==== Passage to read

Western-style industry could not compete against Asian industriousness. The Western- style mills failed to capture the silk export market because they could not obtain cocoons from vertically integrated silk- producing households. Small-scale producers in Gunma and Saitama had little incentive to sell cocoons to large mills because they earned larger profits from selling skeins of reeled silk to contractors or directly through silk manufacturers associations to merchants in Yokohama. Within a dozen years, the Meiji modernization campaign resulted in a debt crisis fueled by costly technology imports and by unproductive bond issues to support unemployed samurai left over from the feudal domains. Runaway inflation caused Chichibu moneylenders to hike their rates on loans taken out prior to the summer silkworm season. By 1881, interest rates had overtaken annual profits of the growers in the Chichibu area, and silk production fell by more than 70 percent during the following three years. Unable to obtain loans, the debt-burdened growers were reduced to selling cocoons to factories rather than finished silk to exporters. The powerhouse of Japan’s modern economy was being crushed by an inefficient and inappropriate factory system copied from the West.

The irreconcilable conflict between the Asian production mode and the newly introduced Western system resulted in a civil war. In 1884, the silk growers of Yoshida-machi raised a force of more than 8,000 rebels from across the Chichibu highlands to seek a debt moratorium and official controls on inflation. Inspired by the example of the Paris Commune, the leaders of the Chichibu Rebellion raised demands for universal suffrage and parliamentary democracy to replace the rule of imperial ministers. When the national government rejected their grievances, the rebels torched the storehouses of the moneylenders and, armed with muskets and spades, fought against columns of armed police and soldiers with breech- loading rifles. After a week of battle, the surviving rebels retreated over mountain passes to rally support among silk growers in Nagano Prefecture in the southern and central Japan Alps. On the eighth day of battle, a second army column descending from Matsumoto trapped the rebels at the foot of Yatsugatake, killing dozens. Some 3,800 men were found guilty of sedition and more common crimes, and the leaders were executed.

========
==== Provided data

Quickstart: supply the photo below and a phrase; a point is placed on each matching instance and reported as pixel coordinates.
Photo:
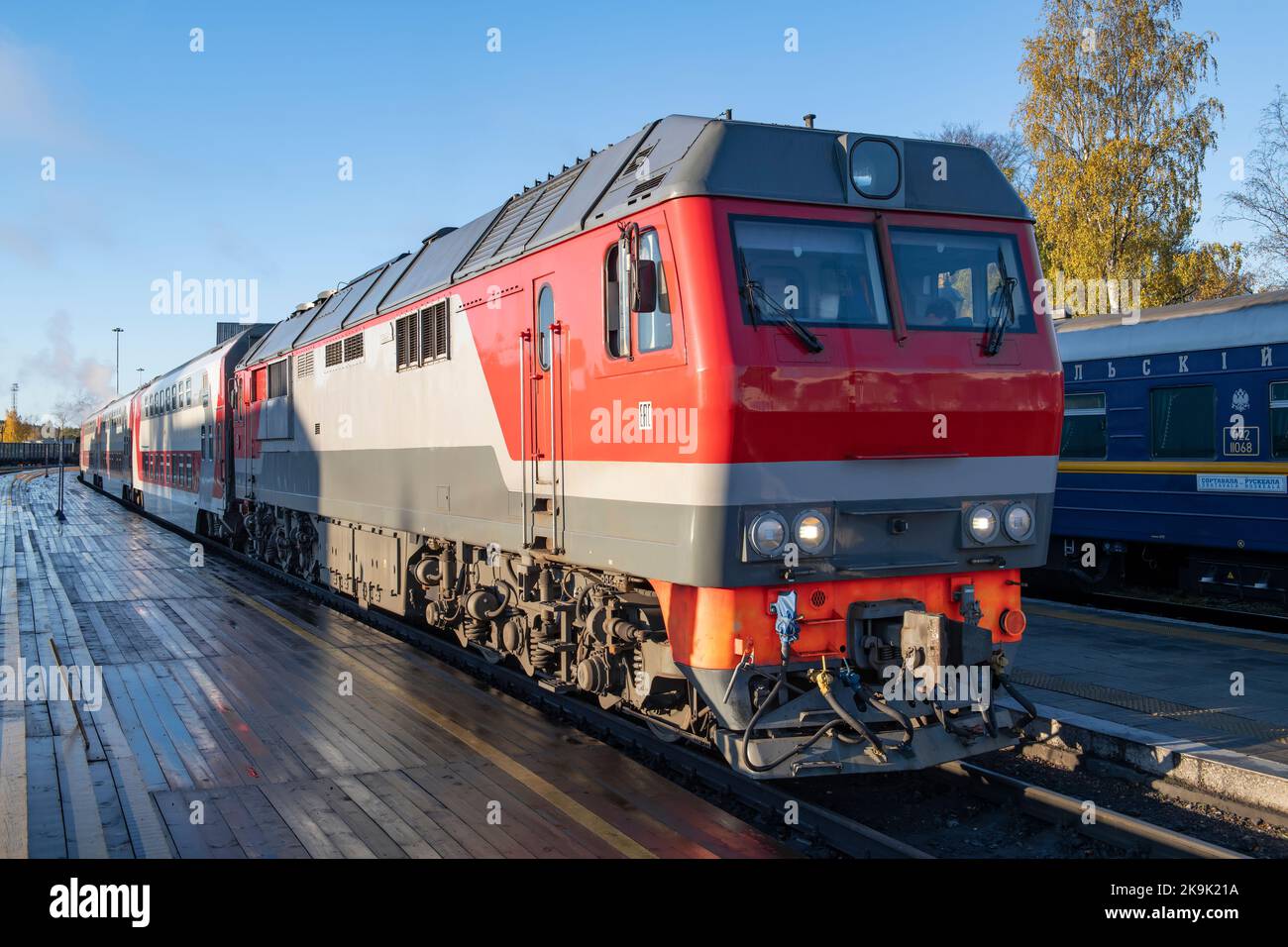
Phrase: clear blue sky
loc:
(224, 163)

========

• _Task requirements_:
• a. In the passage on the Chichibu silk growers, how large a force did the growers of Yoshida-machi raise in 1884?
• b. Write the next part of the passage on the Chichibu silk growers and their rebellion, picking up right after its final sentence.

• _Results of the tasks_:
• a. They raised a force of more than 8,000 rebels from across the Chichibu highlands.

• b.
The Meiji government and the press denounced the rebellion as a farmers’ riot rather than a revolution. The Incident, as the locals call it, was the harbinger of modern democratic movements that would sweep across Asia over the following century. The spiraling inflation and popular rebellion in Chichibu forced the new finance minister, Matsukata Masayoshi, to sell off the Western-style factories – including the failed textile plants – at fire-sale prices and to impose currency controls. The silk mills were privatized and turned over to large trading houses such as Mitsui. Silk production rapidly revived when Yokohoma merchants began to extend loans to local silk manufacturers associations, replacing the hated moneylenders.

Throughout the 1890s, household-based silk manufacturers associations accounted for three-fourths of silk output in the prefectures of Gunma and Chichibu, as opposed to Nagano, Aichi, Gifu and Yamanashi, where large-scale mills predominated. Single households continued to efficiently compete against the Western-style mills by adapting waterwheel power and other technical improvements. In 1901, however, the small producers of Gunma were hit by the same nemesis as Chichibu 15 years earlier – a loan crisis, this time caused by the collapse of a local bank.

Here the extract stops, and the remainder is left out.